Kluby żużlowe w okresie przerwy między sezonami starają się angażować w akcje charytatywne. Na ciekawy pomysł wpadli działacze PSŻ-u Poznań, którzy postanowili zorganizować turniej piłkarski mający wesprzeć Wielką Orkiestrę Świątecznej Pomocy. W nietypowej roli podczas piłkarskich zmagań wystąpi prezes klubu – Jakub Kozaczyk. Sternik Skorpionów będzie arbitrem turnieju.
Piłkarskie zmagania organizowane przez klub żużlowy odbędą się już za nieco ponad trzy tygodnie. Turniej charytatywny „POZnań wygra z SEPSĄ!” zaplanowany jest na 29 stycznia. Oprócz emocji sportowych przewidziano również wiele licytacji gadżetów ufundowanych przez przyjaciół poznańskiego czarnego sportu. Na trybunach pojawią się również wolontariusze z puszkami.
– Wielka Orkiestra Świątecznej Pomocy jest w potrzebie, więc wyszliśmy z inicjatywą zorganizowania turnieju piłkarskiego. Chcemy pomóc, a przy okazji trochę się pobawić na boisku. W turnieju weźmie udział osiem zespołów. Jednym z zespołów będzie Miasto Poznań, zagrają również zawodnicy PSŻ-u. Udział w turnieju zapowiedział już także Jerzy Kanclerz ze swoją ekipą z Bydgoszczy. Będzie można się pośmiać, aktywnie spędzić czas i przy okazji coś wylicytować i pomóc – mówi nam Jakub Kozaczyk.

• • • • •

# Wyzwanie a
Na który dzień zaplanowano turniej charytatywny opisany we fragmencie strony?

# Zapisy do zadania

• • • • •

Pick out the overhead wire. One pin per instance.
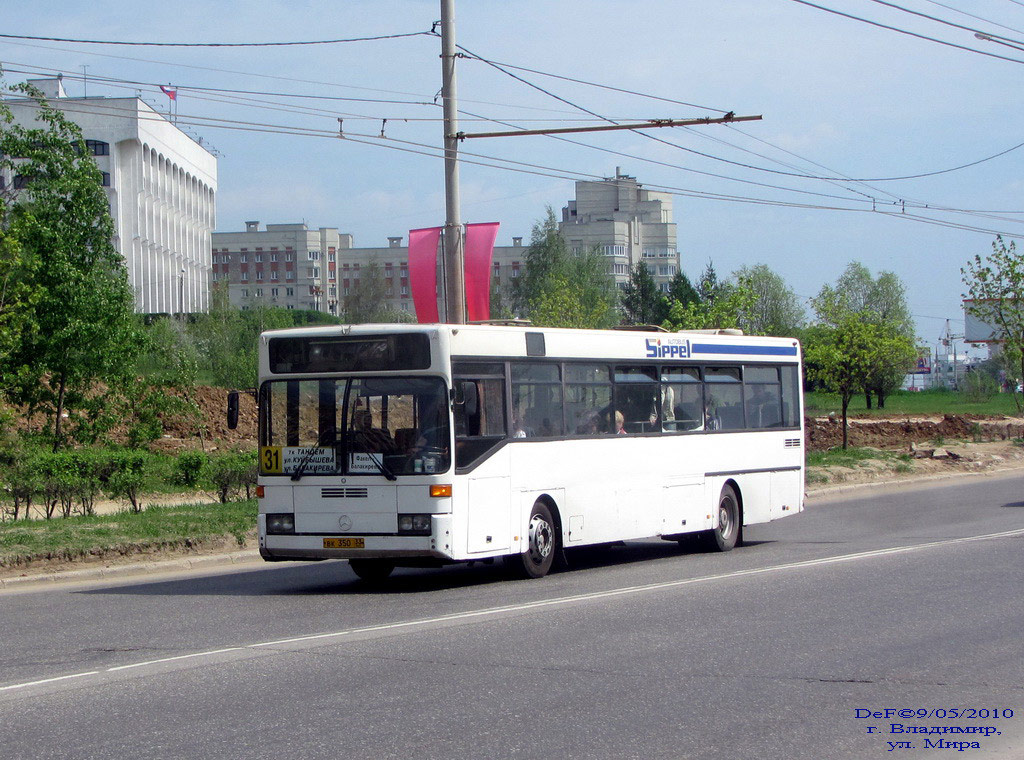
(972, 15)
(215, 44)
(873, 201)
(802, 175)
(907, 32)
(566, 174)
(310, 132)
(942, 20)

• • • • •

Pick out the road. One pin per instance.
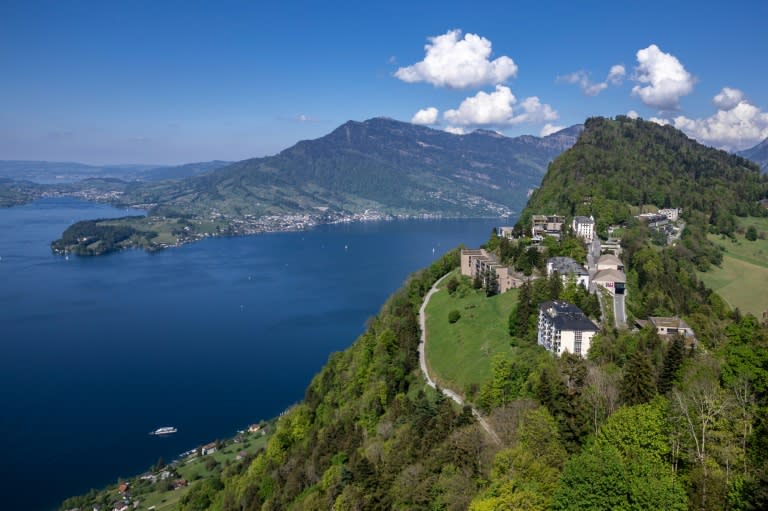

• • • • •

# Wyzwanie b
Wybierz i przepisz każdy wiersz zapisów, w którym występuje słowo „Pick”.

# Odpowiedź pisemna a
Na 29 stycznia.

# Odpowiedź pisemna b
Pick out the overhead wire. One pin per instance.
Pick out the road. One pin per instance.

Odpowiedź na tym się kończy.